ASSIGNED TASK: Present each line of the entries below that holds the word "orange".

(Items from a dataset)
%%

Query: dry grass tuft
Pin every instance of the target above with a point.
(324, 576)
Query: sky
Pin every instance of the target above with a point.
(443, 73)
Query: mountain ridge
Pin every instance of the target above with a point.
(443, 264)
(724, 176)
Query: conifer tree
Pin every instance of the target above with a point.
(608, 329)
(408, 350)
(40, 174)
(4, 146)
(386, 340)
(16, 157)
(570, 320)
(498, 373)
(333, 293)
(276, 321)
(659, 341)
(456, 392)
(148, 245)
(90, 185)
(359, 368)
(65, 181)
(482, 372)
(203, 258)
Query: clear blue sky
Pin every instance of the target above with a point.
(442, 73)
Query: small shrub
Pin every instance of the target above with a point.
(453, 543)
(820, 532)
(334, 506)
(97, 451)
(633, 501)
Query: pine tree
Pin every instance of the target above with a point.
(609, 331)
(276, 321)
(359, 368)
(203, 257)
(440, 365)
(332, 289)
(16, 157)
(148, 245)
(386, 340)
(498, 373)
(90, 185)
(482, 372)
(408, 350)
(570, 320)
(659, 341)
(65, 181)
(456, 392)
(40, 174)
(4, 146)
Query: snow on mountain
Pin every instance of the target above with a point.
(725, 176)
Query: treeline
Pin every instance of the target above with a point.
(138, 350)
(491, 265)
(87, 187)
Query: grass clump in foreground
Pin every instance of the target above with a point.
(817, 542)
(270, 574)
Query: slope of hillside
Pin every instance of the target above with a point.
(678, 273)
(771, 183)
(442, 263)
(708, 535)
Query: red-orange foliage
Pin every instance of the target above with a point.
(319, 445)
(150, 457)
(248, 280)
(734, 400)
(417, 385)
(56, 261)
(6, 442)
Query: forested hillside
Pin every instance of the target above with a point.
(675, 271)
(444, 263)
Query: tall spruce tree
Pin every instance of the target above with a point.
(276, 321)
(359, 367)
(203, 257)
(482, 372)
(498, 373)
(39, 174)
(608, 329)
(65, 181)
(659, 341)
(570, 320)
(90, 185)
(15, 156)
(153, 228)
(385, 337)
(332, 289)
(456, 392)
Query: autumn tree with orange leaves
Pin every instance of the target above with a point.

%%

EXPECTED ANSWER:
Query: red-orange foliage
Query: autumn tree with orange leaves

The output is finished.